_PROBLEM TO WORK ON_
Go to the line holding "-- sample [481,235]." in the entries below and write out exactly every line down to and including the line holding "-- sample [463,239].".

• • •

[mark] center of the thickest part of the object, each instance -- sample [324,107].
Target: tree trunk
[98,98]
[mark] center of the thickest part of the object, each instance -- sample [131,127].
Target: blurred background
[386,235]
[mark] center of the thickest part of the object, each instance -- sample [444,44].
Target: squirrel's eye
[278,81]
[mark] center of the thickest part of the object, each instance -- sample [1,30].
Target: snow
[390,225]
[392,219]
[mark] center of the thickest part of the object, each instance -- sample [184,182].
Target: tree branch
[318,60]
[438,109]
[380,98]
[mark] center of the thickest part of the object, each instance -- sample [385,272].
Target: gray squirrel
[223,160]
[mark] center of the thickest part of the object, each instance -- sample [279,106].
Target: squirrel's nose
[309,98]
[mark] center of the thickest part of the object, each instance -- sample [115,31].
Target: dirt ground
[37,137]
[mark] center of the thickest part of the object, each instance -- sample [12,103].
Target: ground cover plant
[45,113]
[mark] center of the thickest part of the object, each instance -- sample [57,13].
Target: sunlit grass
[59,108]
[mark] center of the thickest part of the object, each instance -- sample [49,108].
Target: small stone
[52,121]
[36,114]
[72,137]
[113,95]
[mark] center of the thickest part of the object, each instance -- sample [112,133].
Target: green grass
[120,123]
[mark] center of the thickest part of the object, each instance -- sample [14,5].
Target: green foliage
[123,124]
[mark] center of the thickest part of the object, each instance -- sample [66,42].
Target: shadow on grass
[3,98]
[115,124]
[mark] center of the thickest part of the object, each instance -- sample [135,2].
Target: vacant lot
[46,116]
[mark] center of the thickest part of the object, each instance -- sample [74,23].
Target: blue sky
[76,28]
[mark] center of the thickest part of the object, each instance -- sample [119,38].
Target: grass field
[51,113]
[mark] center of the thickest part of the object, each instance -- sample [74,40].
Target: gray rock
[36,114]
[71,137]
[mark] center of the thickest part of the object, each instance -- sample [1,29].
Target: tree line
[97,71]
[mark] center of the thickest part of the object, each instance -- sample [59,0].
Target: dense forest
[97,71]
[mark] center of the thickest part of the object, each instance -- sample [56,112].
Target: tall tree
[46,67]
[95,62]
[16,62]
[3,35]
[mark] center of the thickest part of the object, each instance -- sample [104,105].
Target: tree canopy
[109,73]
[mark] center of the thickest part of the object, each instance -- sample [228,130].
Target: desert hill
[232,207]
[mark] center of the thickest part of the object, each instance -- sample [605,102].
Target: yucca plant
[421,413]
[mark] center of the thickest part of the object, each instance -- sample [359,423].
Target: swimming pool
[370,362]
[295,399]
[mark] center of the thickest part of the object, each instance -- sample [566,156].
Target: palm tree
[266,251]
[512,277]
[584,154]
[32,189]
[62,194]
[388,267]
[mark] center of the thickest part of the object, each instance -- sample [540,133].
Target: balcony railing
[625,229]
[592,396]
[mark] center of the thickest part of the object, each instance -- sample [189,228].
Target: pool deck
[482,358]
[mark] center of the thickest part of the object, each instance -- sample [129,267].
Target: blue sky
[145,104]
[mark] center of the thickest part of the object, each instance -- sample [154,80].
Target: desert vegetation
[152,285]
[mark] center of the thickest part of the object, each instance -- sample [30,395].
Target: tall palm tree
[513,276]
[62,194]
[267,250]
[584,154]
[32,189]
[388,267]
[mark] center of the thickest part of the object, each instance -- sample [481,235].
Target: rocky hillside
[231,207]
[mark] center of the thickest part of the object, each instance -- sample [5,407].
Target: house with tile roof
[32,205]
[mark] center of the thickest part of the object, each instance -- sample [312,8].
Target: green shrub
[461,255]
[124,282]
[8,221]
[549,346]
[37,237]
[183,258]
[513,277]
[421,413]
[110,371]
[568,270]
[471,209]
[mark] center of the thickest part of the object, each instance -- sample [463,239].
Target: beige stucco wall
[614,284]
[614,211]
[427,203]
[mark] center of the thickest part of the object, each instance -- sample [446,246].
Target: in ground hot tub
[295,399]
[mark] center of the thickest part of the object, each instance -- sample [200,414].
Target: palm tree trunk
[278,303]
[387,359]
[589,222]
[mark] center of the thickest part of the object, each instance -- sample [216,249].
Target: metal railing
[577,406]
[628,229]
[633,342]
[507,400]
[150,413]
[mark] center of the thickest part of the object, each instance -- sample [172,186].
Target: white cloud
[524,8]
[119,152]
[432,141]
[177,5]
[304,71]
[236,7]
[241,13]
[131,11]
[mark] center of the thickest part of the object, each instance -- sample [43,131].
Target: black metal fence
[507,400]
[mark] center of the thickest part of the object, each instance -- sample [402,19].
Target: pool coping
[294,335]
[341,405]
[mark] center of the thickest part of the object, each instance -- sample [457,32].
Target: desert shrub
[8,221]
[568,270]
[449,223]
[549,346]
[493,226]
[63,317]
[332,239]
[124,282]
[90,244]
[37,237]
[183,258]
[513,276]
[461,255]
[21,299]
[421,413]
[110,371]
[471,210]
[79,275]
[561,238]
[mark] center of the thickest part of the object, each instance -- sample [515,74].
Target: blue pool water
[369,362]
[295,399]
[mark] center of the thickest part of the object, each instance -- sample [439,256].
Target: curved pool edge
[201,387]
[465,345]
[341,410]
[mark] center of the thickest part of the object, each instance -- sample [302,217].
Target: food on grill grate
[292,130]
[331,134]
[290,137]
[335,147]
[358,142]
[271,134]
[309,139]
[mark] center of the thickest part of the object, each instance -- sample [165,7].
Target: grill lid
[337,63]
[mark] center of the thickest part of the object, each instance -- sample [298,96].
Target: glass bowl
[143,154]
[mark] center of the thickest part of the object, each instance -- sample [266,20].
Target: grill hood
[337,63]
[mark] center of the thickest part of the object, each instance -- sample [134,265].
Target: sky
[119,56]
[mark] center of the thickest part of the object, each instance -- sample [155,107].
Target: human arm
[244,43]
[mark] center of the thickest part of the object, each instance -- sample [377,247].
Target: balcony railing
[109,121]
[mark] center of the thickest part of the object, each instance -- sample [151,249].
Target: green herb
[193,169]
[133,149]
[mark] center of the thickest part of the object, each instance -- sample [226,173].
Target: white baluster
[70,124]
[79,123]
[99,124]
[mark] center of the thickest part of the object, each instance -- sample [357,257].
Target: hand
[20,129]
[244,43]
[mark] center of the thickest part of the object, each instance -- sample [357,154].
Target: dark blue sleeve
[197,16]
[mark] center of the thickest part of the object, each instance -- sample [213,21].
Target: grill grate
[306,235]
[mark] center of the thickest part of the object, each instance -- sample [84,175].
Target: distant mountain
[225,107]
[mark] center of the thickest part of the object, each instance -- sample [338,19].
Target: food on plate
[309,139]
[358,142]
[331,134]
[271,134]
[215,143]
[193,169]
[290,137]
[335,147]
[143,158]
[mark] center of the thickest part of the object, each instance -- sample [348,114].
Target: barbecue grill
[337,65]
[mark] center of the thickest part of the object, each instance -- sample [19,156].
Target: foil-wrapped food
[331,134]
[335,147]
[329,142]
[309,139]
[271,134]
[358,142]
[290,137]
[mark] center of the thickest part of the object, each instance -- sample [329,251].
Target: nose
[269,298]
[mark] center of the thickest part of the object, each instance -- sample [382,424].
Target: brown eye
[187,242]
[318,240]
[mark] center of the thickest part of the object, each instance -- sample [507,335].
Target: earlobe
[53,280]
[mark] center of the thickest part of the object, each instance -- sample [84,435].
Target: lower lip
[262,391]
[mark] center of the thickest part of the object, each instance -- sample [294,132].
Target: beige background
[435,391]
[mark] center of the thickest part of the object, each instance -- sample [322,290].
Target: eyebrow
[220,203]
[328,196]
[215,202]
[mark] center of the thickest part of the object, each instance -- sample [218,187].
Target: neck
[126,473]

• • •

_SOLUTION TO THE EXERCISE_
[mark] center of the thickest part of the object, each instance -- sample [481,235].
Target: rocky hillside
[231,207]
[mark] center of the thickest part of the object, each instance -- sample [5,407].
Target: house with tile roof
[32,205]
[mark] center of the thickest part of the object, each instance -- sample [312,8].
Target: green shrub
[461,255]
[124,282]
[8,221]
[549,346]
[37,237]
[183,258]
[513,277]
[421,413]
[110,371]
[568,270]
[471,209]
[mark] center of the thickest part of the object, each instance -- sample [463,239].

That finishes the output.